╭─ Excerto do documento

A este propósito, escreveu-se na sentença recorrida o seguinte:
«Resulta do REE:
«C2– A Administração Fiscal aceita como custo fiscal as amortizações/reintegrações do imobilizado em funcionamento/utilização e a partir do momento em que tal sucede. Não foi, no entanto, esse o princípio seguido nesta sociedade. Para nós, a entrada em utilização dos imóveis, nas SGII, verifica-se a partir do momento em que existe a faturação das correspondentes rendas (3).
O que se verificou com as 36 arrecadações na 3ª cave, conforme mapa 1, com o valor de Balanço de 57 706 contos foi que, foram reintegradas par 866 contos no ano de 1989, quando nesse ano não houve quaisquer rendas das mesmas. Mais, a escritura de aquisição já foi efetuada no final do ano — 27/12/89. Em relação aos armazéns do S............... (mapa 1), com um valor de Balanço de 2 000 000$00, verificou-se, igualmente, que foram reintegrados em 1989, por 45 contos, quando, nesse ano, não houve quaisquer rendas dos mesmos, nem sequer escritura da sua aquisição ou contrato promessa de compra e venda.
Os cálculos dos acréscimos ao lucro tributável foram efetuados na análise à conta 68 - amortizações e reintegrações do exercício. O imóvel para escritórios é uma exceção ao princípio seguido da “faturação das rendas”. Neste caso, como não pode haver rendas, considerou-se que a entrada em utilização, para efeitos de reintegrações, foi a data da escritura de aquisição.»
Resulta do probatório que a Impugnante demonstrou:
Foram celebrados em 10 de julho e 3 de novembro de 1989, respetivamente, contratos-promessa de compra e venda de arrecadações e de armazém, sitos na 3 cave do lote 6 A, da Rua………….., em Lisboa.

╰─
╭─ Entradas extraídas

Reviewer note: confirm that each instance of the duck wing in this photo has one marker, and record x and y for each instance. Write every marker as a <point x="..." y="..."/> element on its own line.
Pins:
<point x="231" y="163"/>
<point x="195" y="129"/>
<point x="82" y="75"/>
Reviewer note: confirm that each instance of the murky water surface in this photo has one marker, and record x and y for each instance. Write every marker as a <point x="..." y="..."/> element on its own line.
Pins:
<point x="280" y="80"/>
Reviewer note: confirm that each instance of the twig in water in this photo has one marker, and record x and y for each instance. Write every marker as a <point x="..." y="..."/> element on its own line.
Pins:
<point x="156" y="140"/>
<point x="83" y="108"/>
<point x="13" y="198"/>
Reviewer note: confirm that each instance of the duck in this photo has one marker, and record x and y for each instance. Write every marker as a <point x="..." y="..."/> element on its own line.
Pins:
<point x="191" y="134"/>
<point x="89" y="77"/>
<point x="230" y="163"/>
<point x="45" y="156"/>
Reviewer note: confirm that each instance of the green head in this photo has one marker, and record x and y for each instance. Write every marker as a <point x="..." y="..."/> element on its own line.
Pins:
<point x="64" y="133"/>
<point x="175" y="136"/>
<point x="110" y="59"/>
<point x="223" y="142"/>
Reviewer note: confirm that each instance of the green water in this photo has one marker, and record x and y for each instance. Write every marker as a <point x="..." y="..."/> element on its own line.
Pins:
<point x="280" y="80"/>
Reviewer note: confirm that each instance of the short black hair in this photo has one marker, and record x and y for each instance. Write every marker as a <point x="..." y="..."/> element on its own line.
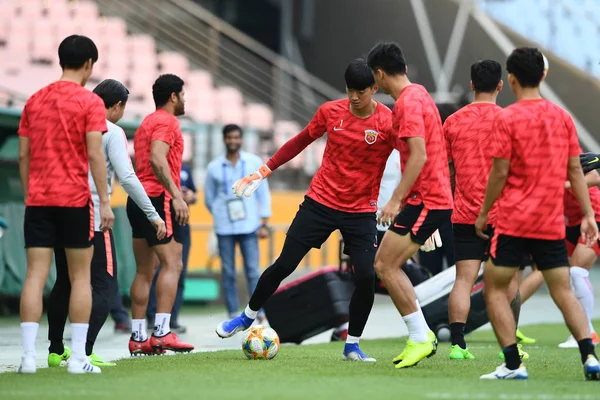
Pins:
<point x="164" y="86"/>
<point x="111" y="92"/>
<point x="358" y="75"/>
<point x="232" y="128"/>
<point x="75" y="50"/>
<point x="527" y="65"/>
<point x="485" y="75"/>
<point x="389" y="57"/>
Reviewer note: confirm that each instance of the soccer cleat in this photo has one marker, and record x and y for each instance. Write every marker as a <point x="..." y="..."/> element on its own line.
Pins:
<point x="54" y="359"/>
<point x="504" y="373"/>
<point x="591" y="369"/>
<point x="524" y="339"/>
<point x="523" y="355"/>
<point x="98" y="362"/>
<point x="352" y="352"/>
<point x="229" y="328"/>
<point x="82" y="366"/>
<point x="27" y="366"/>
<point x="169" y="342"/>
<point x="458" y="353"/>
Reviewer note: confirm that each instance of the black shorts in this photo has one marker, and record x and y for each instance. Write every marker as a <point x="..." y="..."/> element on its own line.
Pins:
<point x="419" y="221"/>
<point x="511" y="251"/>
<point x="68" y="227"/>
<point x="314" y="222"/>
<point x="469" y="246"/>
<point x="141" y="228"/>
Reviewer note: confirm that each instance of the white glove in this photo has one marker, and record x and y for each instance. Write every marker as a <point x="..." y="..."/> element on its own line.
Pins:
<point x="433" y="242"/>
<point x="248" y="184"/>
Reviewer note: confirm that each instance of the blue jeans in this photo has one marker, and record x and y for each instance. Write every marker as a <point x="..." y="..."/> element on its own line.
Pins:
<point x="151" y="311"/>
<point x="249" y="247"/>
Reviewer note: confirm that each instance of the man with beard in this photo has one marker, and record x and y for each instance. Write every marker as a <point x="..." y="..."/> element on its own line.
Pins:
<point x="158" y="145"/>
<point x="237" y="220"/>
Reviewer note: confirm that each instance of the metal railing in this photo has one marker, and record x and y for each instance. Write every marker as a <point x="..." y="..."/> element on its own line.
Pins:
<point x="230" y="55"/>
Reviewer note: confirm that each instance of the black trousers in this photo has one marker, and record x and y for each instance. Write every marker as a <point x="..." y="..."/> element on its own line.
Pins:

╰─
╭─ Entradas extraídas

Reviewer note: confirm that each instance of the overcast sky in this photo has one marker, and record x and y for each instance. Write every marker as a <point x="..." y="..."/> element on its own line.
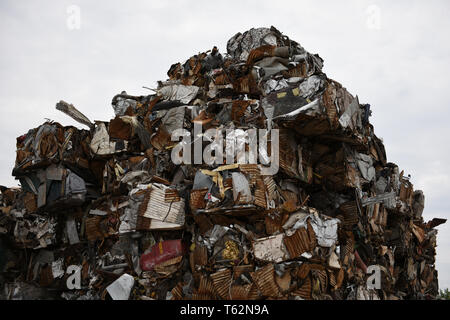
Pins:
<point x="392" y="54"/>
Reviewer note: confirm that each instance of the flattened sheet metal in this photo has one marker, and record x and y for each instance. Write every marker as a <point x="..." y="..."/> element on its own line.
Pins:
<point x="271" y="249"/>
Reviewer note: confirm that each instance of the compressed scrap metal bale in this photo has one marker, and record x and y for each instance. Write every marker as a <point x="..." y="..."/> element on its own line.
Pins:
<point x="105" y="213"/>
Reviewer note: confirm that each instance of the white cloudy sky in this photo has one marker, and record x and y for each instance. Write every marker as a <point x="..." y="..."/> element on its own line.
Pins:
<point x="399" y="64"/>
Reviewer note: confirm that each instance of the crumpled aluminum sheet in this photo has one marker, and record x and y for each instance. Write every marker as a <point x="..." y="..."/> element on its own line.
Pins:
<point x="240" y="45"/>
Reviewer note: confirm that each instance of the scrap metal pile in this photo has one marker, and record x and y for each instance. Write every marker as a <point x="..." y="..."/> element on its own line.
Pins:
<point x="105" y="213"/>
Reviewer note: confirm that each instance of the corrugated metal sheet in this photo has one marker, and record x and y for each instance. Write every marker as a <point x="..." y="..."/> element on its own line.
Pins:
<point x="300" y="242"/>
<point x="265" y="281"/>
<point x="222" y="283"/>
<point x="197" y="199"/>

╰─

_Tarefas_.
- 1) Edite o excerto da sentença, começando em "Resulta do probatório" e terminando em "Rua………….., em Lisboa.", e transcreva esse trecho com "Impugnante" substituído por "sociedade".
- 2) Retome o excerto da sentença e prossiga o texto a partir da última frase apresentada.
A listagem não tem qualquer relação com o excerto da sentença.

_Respostas_.
- 1)
Resulta do probatório que a sociedade demonstrou:
Foram celebrados em 10 de julho e 3 de novembro de 1989, respetivamente, contratos-promessa de compra e venda de arrecadações e de armazém, sitos na 3 cave do lote 6 A, da Rua………….., em Lisboa.

- 2)
Naquelas datas a impugnante entrou na posse dos imóveis.
Desde aquele momento, foram os imóveis utilizados para armazenamento de produtos e arrumo de veículos.
Os respetivos contratos definitivos foram realizados por escritura pública em 27 de dezembro de 1989 e 30 de março de 1991.
A realização daqueles contratos de compra e venda só foi possível naquelas datas, face às dificuldades encontradas, de ordem burocrática não imputáveis à impugnante.
Tais imóveis, fazendo parte do ativo imobilizado corpóreo da Impugnante, devem a partir da sua entrada em funcionamento, as respetivas reintegrações e amortizações, ser consideradas como custos».
Apreciação. «São aceites como custos as reintegrações e amortizações de elementos do activo sujeitos a deperecimento, considerando-se como tais os elementos do activo imobilizado que, com carácter repetitivo, sofrerem perdas de valor resultantes da sua utilização, do decurso do tempo, do progresso técnico ou de quaisquer outras causas» (artigo 27.º/1, do CIRC, versão vigente).
«Salvo razões devidamente justificadas e aceites pela Direcção-Geral das Contribuições e Impostos, os elementos do activo imobilizado só se consideram sujeitos a deperecimento depois de entrarem em funcionamento» (artigo 27.º/3, do CIRC).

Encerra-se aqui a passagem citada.